§ **Task input**:
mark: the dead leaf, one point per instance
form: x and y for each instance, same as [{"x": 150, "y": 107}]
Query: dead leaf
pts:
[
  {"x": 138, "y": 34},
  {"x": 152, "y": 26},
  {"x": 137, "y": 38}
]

§ **Task**: Please render the listing above as a Markdown table with the columns Row and Line, numbering each line and leaving out blank lines.

§ **Exercise response**:
| Row | Line |
|---|---|
| 1 | mark: the dead leaf, one point per instance |
| 2 | form: x and y for each instance, same as [{"x": 150, "y": 107}] |
| 3 | Query: dead leaf |
| 4 | pts: |
| 5 | [ |
| 6 |   {"x": 138, "y": 34}, |
| 7 |   {"x": 152, "y": 26}, |
| 8 |   {"x": 137, "y": 38} |
| 9 | ] |